══ DOCUMENT EXCERPT

Colin Bogle, an adviser to aid group Mercy Corps in Portmore, near Kingston, said he heard a loud explosion before power failed across the area. “People are scared. Memories of Hurricane Gilbert run deep, and there is frustration that Jamaica continues to face the worst consequences of a climate crisis we did not cause,” he said.
Scientists warn that hurricanes are intensifying more rapidly due to rising sea temperatures linked to climate change. Caribbean leaders have urged industrialised nations to provide climate reparations, including aid and debt relief, to vulnerable island states.
Melissa swelled in size and strength over unusually warm Caribbean waters, and its slow movement could make the destruction worse, forecasters cautioned.
Widespread Flooding and Destruction
In St. Elizabeth, the worst-hit parish, the main hospital lost power and reported severe structural damage, according to Local Government Minister Desmond McKenzie. Rescue teams evacuated stranded families, including one group with four infants.

════
══ DATA

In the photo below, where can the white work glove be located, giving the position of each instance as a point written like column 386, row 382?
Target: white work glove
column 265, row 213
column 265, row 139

════

◆ **ABOUT THIS EXERCISE**: Write out the stretch of the Hurricane Melissa report from "Colin Bogle, an" through "vulnerable island states.", word for word.

◆ **OUTPUT BELOW**:
Colin Bogle, an adviser to aid group Mercy Corps in Portmore, near Kingston, said he heard a loud explosion before power failed across the area. “People are scared. Memories of Hurricane Gilbert run deep, and there is frustration that Jamaica continues to face the worst consequences of a climate crisis we did not cause,” he said.
Scientists warn that hurricanes are intensifying more rapidly due to rising sea temperatures linked to climate change. Caribbean leaders have urged industrialised nations to provide climate reparations, including aid and debt relief, to vulnerable island states.